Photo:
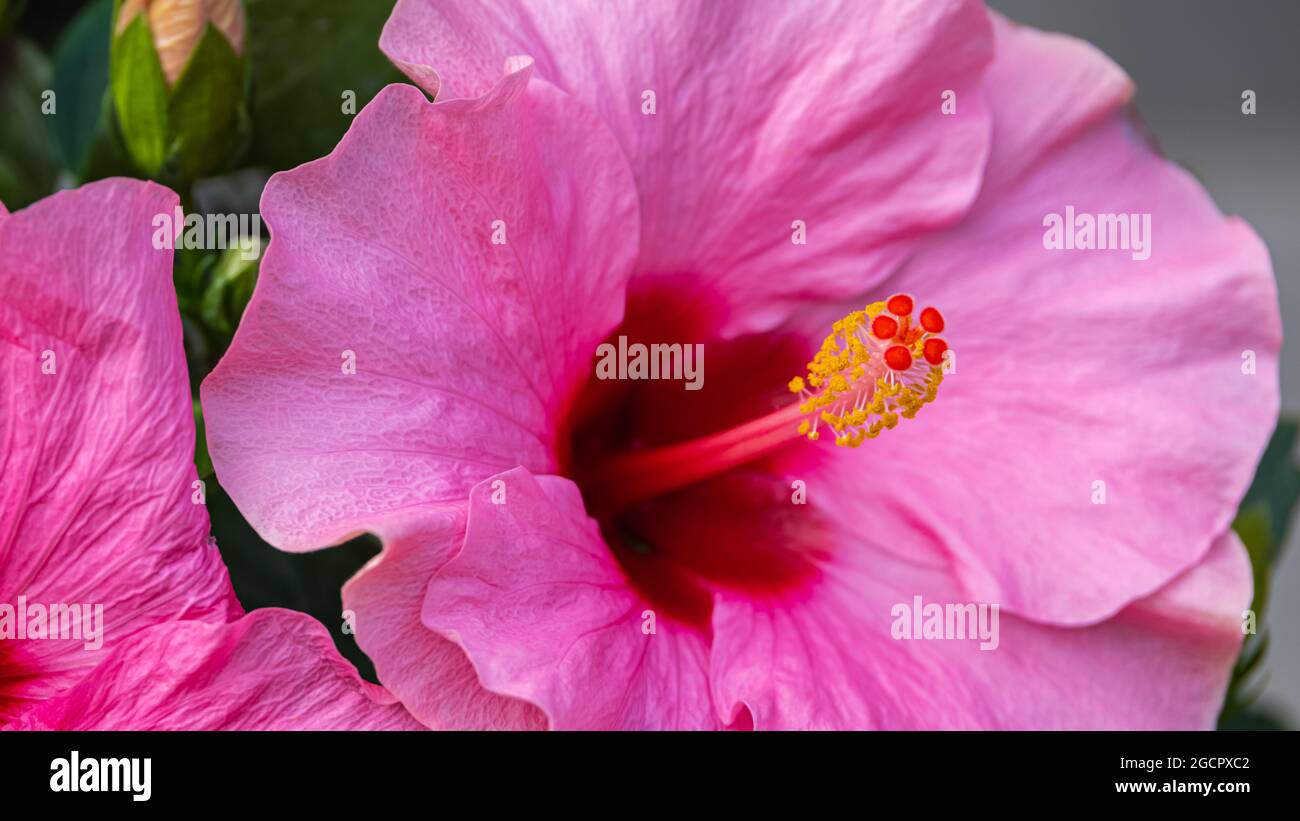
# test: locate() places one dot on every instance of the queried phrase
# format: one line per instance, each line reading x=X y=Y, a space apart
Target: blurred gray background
x=1191 y=60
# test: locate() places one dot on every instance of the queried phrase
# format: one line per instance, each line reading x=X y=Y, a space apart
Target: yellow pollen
x=854 y=390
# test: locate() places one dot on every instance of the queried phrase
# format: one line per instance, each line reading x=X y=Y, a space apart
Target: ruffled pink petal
x=96 y=434
x=765 y=113
x=1078 y=366
x=545 y=613
x=464 y=350
x=428 y=673
x=271 y=670
x=830 y=661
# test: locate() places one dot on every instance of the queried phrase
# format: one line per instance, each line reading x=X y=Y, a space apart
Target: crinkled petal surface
x=467 y=257
x=430 y=674
x=828 y=660
x=1099 y=430
x=271 y=670
x=96 y=434
x=765 y=113
x=545 y=613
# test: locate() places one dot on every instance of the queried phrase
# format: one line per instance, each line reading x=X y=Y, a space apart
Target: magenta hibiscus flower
x=115 y=608
x=560 y=550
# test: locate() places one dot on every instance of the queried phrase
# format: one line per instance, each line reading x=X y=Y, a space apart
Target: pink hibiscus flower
x=116 y=611
x=566 y=551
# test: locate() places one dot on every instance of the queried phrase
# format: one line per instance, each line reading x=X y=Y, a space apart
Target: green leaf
x=304 y=55
x=81 y=82
x=204 y=108
x=308 y=582
x=202 y=461
x=1277 y=482
x=139 y=95
x=29 y=161
x=1262 y=522
x=229 y=290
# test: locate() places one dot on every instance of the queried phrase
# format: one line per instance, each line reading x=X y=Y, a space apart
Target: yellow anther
x=850 y=389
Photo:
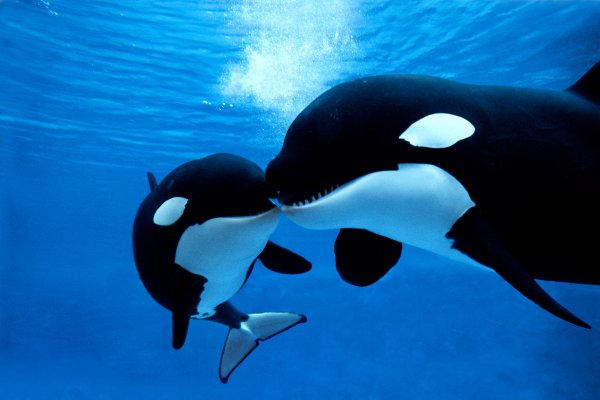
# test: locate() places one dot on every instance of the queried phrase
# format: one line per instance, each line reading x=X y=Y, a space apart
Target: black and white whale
x=502 y=177
x=196 y=238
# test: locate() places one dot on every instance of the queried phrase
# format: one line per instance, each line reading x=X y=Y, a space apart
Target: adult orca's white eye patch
x=170 y=211
x=438 y=131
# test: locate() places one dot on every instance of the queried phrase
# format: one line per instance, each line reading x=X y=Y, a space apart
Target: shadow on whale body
x=196 y=238
x=501 y=177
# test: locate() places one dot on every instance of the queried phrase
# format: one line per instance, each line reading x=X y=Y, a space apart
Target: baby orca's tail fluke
x=241 y=341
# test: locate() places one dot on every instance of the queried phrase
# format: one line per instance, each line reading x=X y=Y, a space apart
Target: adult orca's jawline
x=530 y=165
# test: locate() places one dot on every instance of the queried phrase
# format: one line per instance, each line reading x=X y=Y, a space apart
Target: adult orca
x=501 y=177
x=196 y=238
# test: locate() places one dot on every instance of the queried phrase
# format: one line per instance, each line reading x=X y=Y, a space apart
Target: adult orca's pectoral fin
x=284 y=261
x=242 y=341
x=475 y=237
x=363 y=257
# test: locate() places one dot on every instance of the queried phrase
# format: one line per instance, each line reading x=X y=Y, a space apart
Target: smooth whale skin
x=501 y=177
x=196 y=238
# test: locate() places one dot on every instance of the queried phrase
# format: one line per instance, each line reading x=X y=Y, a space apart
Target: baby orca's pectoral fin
x=475 y=237
x=243 y=340
x=363 y=257
x=284 y=261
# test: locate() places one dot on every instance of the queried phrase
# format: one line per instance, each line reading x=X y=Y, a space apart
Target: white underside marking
x=416 y=205
x=221 y=250
x=438 y=131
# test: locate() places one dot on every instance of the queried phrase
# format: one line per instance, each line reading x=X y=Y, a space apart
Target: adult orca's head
x=360 y=127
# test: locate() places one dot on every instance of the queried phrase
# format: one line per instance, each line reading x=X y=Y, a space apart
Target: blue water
x=95 y=93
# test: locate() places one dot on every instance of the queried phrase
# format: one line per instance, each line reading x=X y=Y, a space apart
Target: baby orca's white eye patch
x=438 y=131
x=170 y=211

#### [WHAT IS BEING ASKED]
Exclude the pictures and transcribe all of the entries exactly.

#### [SOLUTION TO THIS TASK]
Photo:
# test: locate() places one dot on every instance of the queried phrase
# format: one line per instance, each line reading x=X y=Y, a space apart
Target: blurred gray background
x=1191 y=60
# test: locate() places one dot on every instance of the queried phrase
# format: one line per instance, each line reading x=X y=Y, a space apart
Target: yellow pollen
x=854 y=390
# test: locate() places one dot on every instance of the queried phrase
# format: one line per instance, each line reading x=X y=Y, a space apart
Target: ruffled pink petal
x=96 y=434
x=765 y=113
x=1078 y=366
x=545 y=613
x=464 y=350
x=428 y=673
x=271 y=670
x=830 y=661
# test: locate() places one dot on every instance of the queried phrase
# format: one line per instance, each line reading x=X y=Y, a space apart
Target: crinkled petal surface
x=467 y=257
x=430 y=674
x=828 y=660
x=1099 y=430
x=271 y=670
x=96 y=434
x=765 y=113
x=545 y=613
# test: locate() places one dot on every instance of the queried phrase
# format: one line per instance, each line reading x=X y=Y, a space apart
Target: magenta hibiscus flower
x=115 y=608
x=560 y=550
# test: locate() places one dot on every instance of the queried phrase
# format: one line per instance, each line reading x=X y=Y, a space apart
Target: pink hibiscus flower
x=116 y=611
x=566 y=551
# test: locate() places one dot on every instance of the queried phrase
# format: one line per instance, each line reading x=X y=Y, a space apart
Target: green leaf
x=304 y=55
x=81 y=82
x=204 y=108
x=308 y=582
x=202 y=461
x=1277 y=482
x=139 y=95
x=29 y=161
x=1262 y=522
x=229 y=290
# test: locate() places one dot on every instance of the queried phrase
# format: one line per instance, each line reading x=X y=Y, a space apart
Target: yellow anther
x=850 y=389
Photo:
# test: locate() places one dot on every instance of the queried phrase
# format: one line per instance, each line reading x=X y=Y, a space apart
Target: black and white whale
x=502 y=177
x=196 y=238
# test: locate() places one dot on every instance of the queried phrase
# format: one line per instance, each line reading x=X y=Y, a space apart
Target: adult orca's white eye patch
x=170 y=211
x=438 y=131
# test: locate() places one dot on every instance of the queried phrase
# format: one line per instance, each line reading x=X y=Y, a space apart
Target: shadow on whale body
x=196 y=238
x=501 y=177
# test: locate() places one dot on every instance of the queried phrase
# format: one line per instance, each line reading x=X y=Y, a space apart
Target: baby orca's tail fluke
x=241 y=341
# test: locate() places one dot on every instance of the queried phrase
# format: one line per instance, each line reading x=X y=Y, a space apart
Target: adult orca's jawline
x=530 y=165
# test: locate() places one dot on every instance of the queried phrase
# format: one line per instance, each line reading x=X y=Y, a space apart
Target: adult orca
x=501 y=177
x=196 y=238
# test: locate() places one dot on every instance of the queried phrase
# format: one line per instance, each line reading x=X y=Y, a space apart
Target: adult orca's pectoral fin
x=284 y=261
x=242 y=341
x=475 y=237
x=363 y=257
# test: locate() places one dot on every instance of the queried phrase
# format: one line per instance, each line reading x=X y=Y, a space apart
Target: smooth whale skin
x=501 y=177
x=196 y=238
# test: locate() places one dot on every instance of the queried phrase
# format: one line per instance, each line reading x=X y=Y, a space apart
Target: baby orca's pectoral fin
x=475 y=237
x=243 y=340
x=363 y=257
x=284 y=261
# test: locate() places one dot on every instance of the queried phrase
# format: one line per instance, each line reading x=X y=Y, a space apart
Target: white underside marking
x=416 y=205
x=221 y=250
x=438 y=131
# test: locate() places one dot on every instance of the queried phrase
# format: one line per instance, each line reading x=X y=Y, a space apart
Target: adult orca's head
x=360 y=127
# test: locate() places one dot on every instance of the queried phrase
# format: one line per instance, each line reading x=X y=Y, a space apart
Target: blue water
x=95 y=93
# test: locate() places one dot on every instance of the queried phrase
# format: one line per instance, each line reading x=X y=Y, a space apart
Target: baby orca's white eye patch
x=438 y=131
x=170 y=211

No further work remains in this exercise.